- _THE REQUEST_:
Copy the material below word for word, from the line containing "Practice step: find the person in white" through the line containing "Practice step: find the lace", including both of those lines.
........
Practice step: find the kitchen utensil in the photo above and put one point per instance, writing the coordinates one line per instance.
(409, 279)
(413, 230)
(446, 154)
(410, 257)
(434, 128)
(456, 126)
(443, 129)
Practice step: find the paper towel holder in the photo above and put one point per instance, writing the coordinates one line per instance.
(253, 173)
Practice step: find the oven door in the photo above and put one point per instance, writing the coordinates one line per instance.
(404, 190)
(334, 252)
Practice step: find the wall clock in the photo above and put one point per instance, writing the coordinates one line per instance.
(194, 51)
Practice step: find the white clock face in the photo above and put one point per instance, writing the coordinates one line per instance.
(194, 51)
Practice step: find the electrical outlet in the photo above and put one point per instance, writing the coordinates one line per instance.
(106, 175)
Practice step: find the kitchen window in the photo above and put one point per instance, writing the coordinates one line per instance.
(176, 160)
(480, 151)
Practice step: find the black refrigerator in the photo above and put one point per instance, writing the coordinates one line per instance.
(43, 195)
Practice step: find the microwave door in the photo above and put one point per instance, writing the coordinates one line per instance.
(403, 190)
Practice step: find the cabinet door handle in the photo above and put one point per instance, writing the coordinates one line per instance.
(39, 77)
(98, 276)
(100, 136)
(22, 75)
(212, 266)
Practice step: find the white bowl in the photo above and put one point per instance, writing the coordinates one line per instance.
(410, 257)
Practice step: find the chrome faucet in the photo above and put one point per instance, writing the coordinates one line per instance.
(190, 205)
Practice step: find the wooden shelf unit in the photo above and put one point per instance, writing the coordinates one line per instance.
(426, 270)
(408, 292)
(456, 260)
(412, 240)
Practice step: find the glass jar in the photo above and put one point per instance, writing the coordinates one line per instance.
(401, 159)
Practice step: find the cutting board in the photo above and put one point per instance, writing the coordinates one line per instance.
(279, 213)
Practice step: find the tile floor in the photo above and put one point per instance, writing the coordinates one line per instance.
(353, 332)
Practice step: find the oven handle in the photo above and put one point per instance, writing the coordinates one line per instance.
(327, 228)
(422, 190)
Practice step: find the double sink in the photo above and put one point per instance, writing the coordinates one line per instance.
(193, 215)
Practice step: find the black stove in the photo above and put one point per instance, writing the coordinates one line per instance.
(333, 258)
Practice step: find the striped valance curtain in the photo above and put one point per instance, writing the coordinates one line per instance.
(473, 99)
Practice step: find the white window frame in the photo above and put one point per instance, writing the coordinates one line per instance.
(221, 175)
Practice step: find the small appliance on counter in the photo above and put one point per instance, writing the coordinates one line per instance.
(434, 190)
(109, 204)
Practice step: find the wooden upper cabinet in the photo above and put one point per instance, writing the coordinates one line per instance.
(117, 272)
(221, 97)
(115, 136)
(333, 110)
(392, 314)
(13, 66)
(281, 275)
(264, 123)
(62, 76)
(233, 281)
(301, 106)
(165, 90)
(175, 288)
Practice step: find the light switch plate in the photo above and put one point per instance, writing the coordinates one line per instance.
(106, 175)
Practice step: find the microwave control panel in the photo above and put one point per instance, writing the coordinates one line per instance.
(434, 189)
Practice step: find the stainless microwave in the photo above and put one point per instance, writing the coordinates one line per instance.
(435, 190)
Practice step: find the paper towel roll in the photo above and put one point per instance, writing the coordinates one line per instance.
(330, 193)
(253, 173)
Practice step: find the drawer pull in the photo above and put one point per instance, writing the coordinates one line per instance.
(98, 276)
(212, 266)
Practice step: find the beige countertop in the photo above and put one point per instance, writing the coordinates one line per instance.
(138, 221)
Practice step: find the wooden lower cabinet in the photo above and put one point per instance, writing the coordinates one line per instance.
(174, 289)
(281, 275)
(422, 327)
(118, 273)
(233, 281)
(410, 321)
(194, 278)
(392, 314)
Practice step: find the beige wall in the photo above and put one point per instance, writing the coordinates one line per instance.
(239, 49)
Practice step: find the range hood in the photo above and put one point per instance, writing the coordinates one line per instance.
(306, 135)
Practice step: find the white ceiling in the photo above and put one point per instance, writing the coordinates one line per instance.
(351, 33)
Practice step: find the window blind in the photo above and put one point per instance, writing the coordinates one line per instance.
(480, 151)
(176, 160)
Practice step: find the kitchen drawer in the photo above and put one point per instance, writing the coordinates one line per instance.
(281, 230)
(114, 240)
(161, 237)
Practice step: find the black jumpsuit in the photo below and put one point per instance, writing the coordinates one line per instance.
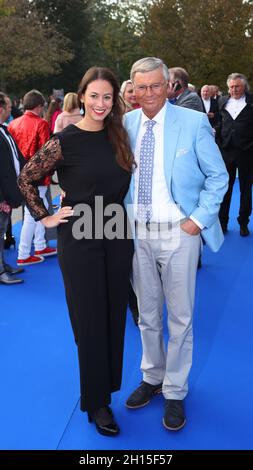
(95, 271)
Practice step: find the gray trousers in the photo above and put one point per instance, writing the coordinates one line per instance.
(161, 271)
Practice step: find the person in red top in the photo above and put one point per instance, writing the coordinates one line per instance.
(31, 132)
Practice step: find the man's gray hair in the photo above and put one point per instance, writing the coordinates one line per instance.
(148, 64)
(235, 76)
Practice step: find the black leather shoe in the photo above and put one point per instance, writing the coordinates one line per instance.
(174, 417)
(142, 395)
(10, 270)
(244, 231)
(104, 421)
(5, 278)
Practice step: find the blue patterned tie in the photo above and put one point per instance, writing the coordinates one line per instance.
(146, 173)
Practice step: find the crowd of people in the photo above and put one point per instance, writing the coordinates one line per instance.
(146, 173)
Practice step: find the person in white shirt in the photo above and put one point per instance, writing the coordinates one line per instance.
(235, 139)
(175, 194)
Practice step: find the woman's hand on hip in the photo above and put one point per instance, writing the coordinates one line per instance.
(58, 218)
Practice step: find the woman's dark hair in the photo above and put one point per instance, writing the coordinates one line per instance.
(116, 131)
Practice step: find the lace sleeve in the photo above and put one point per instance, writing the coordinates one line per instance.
........
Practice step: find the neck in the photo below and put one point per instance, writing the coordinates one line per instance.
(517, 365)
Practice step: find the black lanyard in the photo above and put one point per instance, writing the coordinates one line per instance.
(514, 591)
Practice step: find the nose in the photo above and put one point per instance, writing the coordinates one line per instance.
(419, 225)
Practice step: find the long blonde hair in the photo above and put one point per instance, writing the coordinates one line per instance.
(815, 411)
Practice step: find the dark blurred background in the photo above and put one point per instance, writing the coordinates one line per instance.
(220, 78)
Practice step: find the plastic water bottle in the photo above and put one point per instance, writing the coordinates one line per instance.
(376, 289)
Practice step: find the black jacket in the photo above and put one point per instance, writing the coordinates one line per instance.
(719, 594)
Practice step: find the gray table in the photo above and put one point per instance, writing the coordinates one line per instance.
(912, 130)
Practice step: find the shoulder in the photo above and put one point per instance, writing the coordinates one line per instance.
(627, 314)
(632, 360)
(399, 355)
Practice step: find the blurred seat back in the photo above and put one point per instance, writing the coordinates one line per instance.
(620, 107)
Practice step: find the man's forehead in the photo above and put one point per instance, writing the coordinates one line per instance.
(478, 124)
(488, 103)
........
- _TASK OUTPUT_:
Practice step: find the person in white shirt in the photo above and put one point per instance, writing the coordinates one line per instance.
(235, 139)
(175, 194)
Practice step: find the woman's hand on hip in the photo above and put one point per instance, writing the coordinates one line per instance.
(58, 218)
Practice step: find the woman's dark hair in the photo above and put one point per instance, writing the coordinates one line per instance.
(116, 131)
Practice step: find the lace sleeve in the photo above and put one point per instance, writing the coordinates one line per instance.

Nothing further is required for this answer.